• [What is needed]
Below are records to be reproduced exactly and in full.

#### Data for this exercise

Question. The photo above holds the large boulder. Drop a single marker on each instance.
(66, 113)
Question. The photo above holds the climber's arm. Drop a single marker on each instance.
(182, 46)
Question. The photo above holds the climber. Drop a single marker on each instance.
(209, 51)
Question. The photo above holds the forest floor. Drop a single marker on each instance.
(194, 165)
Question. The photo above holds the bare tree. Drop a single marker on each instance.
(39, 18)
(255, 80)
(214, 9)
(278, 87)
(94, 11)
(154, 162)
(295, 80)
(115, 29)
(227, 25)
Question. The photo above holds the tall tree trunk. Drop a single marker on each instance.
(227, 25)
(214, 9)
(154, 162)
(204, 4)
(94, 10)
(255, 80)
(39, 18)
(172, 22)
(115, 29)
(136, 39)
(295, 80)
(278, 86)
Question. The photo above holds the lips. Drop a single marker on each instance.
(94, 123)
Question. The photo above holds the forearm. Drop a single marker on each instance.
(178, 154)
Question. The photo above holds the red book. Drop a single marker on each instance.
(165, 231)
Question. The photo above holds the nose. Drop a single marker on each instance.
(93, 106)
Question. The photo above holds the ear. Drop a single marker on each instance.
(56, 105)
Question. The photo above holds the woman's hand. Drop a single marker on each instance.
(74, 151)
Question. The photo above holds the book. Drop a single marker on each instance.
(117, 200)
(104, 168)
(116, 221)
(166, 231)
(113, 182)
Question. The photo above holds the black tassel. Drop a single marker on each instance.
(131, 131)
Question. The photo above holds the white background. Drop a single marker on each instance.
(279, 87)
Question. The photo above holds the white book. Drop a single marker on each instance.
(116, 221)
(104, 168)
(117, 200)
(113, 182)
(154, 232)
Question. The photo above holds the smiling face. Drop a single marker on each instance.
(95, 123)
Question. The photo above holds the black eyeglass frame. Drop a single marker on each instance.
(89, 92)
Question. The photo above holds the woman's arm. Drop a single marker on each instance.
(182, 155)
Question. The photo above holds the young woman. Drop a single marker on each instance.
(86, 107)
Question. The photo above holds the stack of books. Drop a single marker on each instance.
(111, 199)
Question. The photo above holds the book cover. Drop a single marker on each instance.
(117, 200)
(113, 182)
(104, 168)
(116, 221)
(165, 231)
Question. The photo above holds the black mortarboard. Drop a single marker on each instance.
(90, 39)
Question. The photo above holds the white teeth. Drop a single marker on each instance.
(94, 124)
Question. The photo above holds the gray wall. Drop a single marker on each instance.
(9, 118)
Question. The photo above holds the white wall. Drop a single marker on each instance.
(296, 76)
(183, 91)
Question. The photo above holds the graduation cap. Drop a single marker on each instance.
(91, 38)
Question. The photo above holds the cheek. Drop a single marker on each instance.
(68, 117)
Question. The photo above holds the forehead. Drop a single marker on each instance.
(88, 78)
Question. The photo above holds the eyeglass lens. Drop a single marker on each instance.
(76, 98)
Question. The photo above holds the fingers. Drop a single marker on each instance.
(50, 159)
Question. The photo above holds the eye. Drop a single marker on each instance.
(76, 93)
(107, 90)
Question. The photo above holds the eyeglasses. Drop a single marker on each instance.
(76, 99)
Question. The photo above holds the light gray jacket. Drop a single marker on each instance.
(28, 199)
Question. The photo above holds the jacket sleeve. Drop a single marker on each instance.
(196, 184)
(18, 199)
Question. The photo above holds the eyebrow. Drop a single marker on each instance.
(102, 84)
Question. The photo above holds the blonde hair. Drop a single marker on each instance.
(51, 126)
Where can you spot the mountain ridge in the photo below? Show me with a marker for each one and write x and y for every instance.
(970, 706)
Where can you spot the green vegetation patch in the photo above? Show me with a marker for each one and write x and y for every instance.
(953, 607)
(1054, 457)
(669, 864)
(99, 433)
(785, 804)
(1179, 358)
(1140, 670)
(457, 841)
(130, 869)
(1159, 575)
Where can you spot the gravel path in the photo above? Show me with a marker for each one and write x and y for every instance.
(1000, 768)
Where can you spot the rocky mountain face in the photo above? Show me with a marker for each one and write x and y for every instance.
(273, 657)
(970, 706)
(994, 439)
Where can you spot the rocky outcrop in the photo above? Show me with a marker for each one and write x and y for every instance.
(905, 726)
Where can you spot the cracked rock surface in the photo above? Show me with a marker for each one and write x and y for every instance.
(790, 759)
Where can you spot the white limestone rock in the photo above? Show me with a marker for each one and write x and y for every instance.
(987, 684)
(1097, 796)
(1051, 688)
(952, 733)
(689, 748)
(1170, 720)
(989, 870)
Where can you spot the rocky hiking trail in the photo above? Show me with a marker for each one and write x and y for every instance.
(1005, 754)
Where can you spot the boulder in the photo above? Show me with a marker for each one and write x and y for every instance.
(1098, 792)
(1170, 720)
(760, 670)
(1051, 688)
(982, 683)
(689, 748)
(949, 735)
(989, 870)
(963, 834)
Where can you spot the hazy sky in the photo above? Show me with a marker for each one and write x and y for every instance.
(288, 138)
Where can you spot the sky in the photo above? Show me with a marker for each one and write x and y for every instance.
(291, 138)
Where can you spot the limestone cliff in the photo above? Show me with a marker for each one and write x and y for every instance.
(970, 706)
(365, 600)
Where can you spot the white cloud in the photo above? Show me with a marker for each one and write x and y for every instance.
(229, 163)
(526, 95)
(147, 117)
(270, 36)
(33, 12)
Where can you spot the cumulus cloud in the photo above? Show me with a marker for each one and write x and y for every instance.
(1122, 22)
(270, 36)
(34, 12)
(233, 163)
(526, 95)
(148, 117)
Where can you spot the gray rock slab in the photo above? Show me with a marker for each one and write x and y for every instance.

########

• [Solved exercise]
Question. The photo above holds the large boulder. Drop a single marker on each instance.
(66, 113)
Question. The photo above holds the climber's arm. Drop a single marker on each instance.
(182, 46)
Question. The photo above holds the climber. Drop a single marker on each instance.
(209, 51)
Question. The photo above holds the forest floor. Drop a single marker on each instance.
(194, 165)
Question. The photo above holds the bare tree. Drop a single marker on each instance.
(39, 18)
(255, 80)
(214, 9)
(278, 87)
(94, 11)
(154, 162)
(295, 80)
(115, 29)
(227, 25)
Question. The photo above holds the tall tree trunk. Drop a single marker on each instance.
(227, 25)
(214, 9)
(154, 162)
(204, 4)
(94, 10)
(255, 80)
(39, 18)
(172, 22)
(115, 29)
(136, 39)
(295, 80)
(278, 86)
Question. The photo above holds the lips. Drop a single marker on each instance.
(94, 123)
Question. The photo above holds the forearm. Drop a single marker on each instance.
(178, 154)
Question. The photo above holds the red book. Drop a single marker on each instance.
(165, 231)
Question. The photo above holds the nose. Drop a single marker on each instance.
(93, 106)
Question. The photo above holds the ear. Drop a single marker on each instance.
(56, 105)
Question. The photo above holds the woman's hand. Drop a single marker on each instance.
(74, 151)
Question. The photo above holds the book. Drop a single marker on each instance.
(117, 200)
(104, 168)
(116, 221)
(166, 231)
(113, 182)
Question. The photo above holds the black tassel. Drop a single marker on each instance.
(131, 131)
Question. The photo above holds the white background. Drop a single marker on each instance.
(279, 87)
Question. The photo above holds the white book. Drop a single marker on each instance.
(116, 221)
(104, 168)
(117, 200)
(113, 182)
(154, 232)
Question. The photo above holds the smiling face. Drop a single marker on each instance.
(95, 123)
Question. The photo above holds the black eyeglass frame. Drop a single marker on each instance.
(89, 92)
Question. The photo above holds the woman's arm. Drop a single marker on each instance.
(182, 155)
Question. The photo above holds the young woman. Drop a single marker on each instance.
(86, 107)
Question. The photo above holds the stack of books. Drop a single marker on each instance.
(111, 199)
Question. The photo above holds the book cover. Drop a single marker on each instance.
(117, 200)
(113, 182)
(104, 168)
(116, 221)
(165, 231)
Question. The photo above holds the black mortarboard. Drop a single marker on each instance.
(90, 39)
Question. The photo above holds the white teeth. Drop a single marker on each instance.
(94, 124)
Question. The photo above holds the gray wall. Drop a single marker on each instance.
(9, 118)
Question. The photo above holds the white wall. Drop a single marker on each instance.
(296, 76)
(183, 91)
Question. The photo above holds the graduation cap. Drop a single marker on each instance.
(91, 38)
Question. The photo above holds the cheek. Drop a single marker on each instance.
(68, 117)
Question. The photo above holds the forehead. Drop a single marker on each instance.
(88, 78)
Question. The photo above holds the eyeglass lens. Drop a single marker on each instance.
(76, 98)
Question. The photo above holds the fingers. Drop a single marker on each instance.
(50, 159)
Question. The photo above holds the eye. Drop a single marker on each instance.
(76, 93)
(107, 90)
Question. The photo above holds the eyeglasses. Drop a single marker on each instance.
(76, 99)
Question. The photo above holds the light gray jacket. Drop a single marker on each instance.
(28, 199)
Question. The photo above holds the jacket sleeve. Drop a single marker on each instance.
(196, 184)
(18, 199)
Question. The photo above holds the eyebrow. Drop a single marker on each instance.
(102, 84)
Question. The photo above holds the blonde hair. Drop a single marker on each instance.
(51, 126)
Where can you spot the mountain ridge in the photo below? Show me with a marker for each one and write x and y for every instance.
(970, 706)
Where can you spot the green vegetation patch in the photo above? Show me with a marker for each one and write x and y for every instance.
(953, 607)
(1054, 457)
(669, 864)
(99, 433)
(785, 804)
(1179, 358)
(1140, 670)
(457, 841)
(130, 869)
(1159, 575)
Where can you spot the gravel path in the photo above? Show me with a marker for each one and write x and y for every instance.
(1000, 768)
Where can you spot the rocky mountain face in the photo above? Show me with a marker for each one and write x and y for every instance.
(273, 657)
(970, 706)
(994, 439)
Where can you spot the rocky outcrop in the photo above? Show me with a marker for each one and write x and y for every instance.
(905, 726)
Where can you spot the cracked rock surface in the photo above? Show me with a marker for each one and write x and y for every instance.
(790, 759)
Where can you spot the white limestone rock in the photo above? Show me with a marker for each one and write x and y for every instance.
(987, 684)
(1097, 796)
(1051, 688)
(952, 733)
(689, 748)
(1170, 720)
(989, 870)
Where can you spot the rocky hiking trail in the photo above? Show me with a marker for each one and write x and y for every instance.
(1005, 754)
Where can you spot the boulder in the photo above? Show me with a marker for each one and write x and y for every instance.
(1098, 792)
(1170, 720)
(760, 670)
(1051, 688)
(982, 683)
(689, 748)
(949, 735)
(989, 870)
(963, 834)
Where can you spot the hazy sky in the photo above? Show me with a marker for each one and write x and y for every instance.
(288, 138)
Where can you spot the sky in the photo above? Show me with a marker for each one and write x and y for every instance.
(291, 138)
Where can you spot the limestone cliff in the photo above? Show me with a marker for each one and write x and y for every instance.
(970, 706)
(365, 600)
Where can you spot the white cloud in the photo above? Show me with a marker for each one and write x and y for every instance.
(229, 163)
(526, 95)
(147, 117)
(270, 36)
(33, 12)
Where can you spot the cumulus cloud in the photo above? Show me with a marker for each one and write x and y for every instance.
(1122, 22)
(270, 36)
(34, 12)
(233, 163)
(526, 95)
(148, 117)
Where can you spot the gray rock slab in the photo above? Show me with a marker for each one and write x and y for every instance.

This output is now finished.